=== RECORDED INFORMATION ===
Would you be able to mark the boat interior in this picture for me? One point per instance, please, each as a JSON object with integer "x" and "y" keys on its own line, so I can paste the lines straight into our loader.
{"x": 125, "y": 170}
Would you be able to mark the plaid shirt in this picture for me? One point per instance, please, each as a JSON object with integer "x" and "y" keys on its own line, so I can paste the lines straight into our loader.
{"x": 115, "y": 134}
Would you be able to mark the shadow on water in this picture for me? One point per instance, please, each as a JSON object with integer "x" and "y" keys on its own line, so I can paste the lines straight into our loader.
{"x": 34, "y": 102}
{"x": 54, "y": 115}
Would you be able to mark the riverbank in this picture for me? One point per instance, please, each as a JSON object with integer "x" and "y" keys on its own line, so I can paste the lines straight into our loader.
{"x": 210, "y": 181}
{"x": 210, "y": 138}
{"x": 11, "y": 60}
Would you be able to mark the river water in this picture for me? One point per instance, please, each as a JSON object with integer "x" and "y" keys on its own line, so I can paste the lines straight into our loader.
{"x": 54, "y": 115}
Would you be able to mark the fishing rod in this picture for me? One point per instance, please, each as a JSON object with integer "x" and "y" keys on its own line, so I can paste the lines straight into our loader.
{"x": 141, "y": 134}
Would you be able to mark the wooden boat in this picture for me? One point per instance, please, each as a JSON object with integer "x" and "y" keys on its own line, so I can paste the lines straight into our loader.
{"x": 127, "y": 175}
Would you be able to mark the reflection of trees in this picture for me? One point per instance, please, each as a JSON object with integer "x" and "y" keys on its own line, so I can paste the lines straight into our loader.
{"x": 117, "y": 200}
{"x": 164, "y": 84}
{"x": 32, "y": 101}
===
→ **THE PROBLEM**
Exact copy required. Repeat the material above in full.

→ **RESULT OF THIS TASK**
Would you be able to mark the boat interior in this picture for me? One point per instance, please, each as a JSON object with integer "x" and "y" keys on its own line, so I can paste the lines straight into our loader.
{"x": 125, "y": 170}
Would you be able to mark the plaid shirt in this picture for me? One point per instance, please, each as a JSON object with integer "x" and "y" keys on its own line, so I can paste the lines straight into our loader.
{"x": 115, "y": 134}
Would you be able to mark the shadow on water in this picture for me? One point per instance, please, each as a JSON object with integer "x" and "y" keys on its own line, so I can paste the lines straight into our loader.
{"x": 34, "y": 102}
{"x": 54, "y": 115}
Would you be able to mark the riverbank in this picture for me? One point per instance, please, each as a JSON object with integer "x" and "y" keys on its own line, so I can paste the lines straight into our loader.
{"x": 210, "y": 181}
{"x": 210, "y": 138}
{"x": 11, "y": 60}
Would you be able to mark the river water in this picture for me? One point per instance, please, each as a JSON object with integer "x" and "y" keys on its own line, so I can paste the lines straight into our loader.
{"x": 54, "y": 115}
Would you be able to mark the fishing rod in this picture for me? One point per instance, please, each as a JSON object with integer "x" and "y" keys on its own line, so I can paste the lines straight into our loader.
{"x": 141, "y": 134}
Would you be able to mark the wooden boat in this picture for me? One point per instance, please, each as a JSON object with integer "x" and "y" keys on its own line, so I can paste the lines straight into our loader.
{"x": 127, "y": 175}
Would you be able to mark the reflection of trees in this picture for me? One point per instance, please, each as a JSON object with integer "x" and "y" keys on its own line, so I can paste the lines straight into our loader.
{"x": 117, "y": 200}
{"x": 164, "y": 84}
{"x": 32, "y": 101}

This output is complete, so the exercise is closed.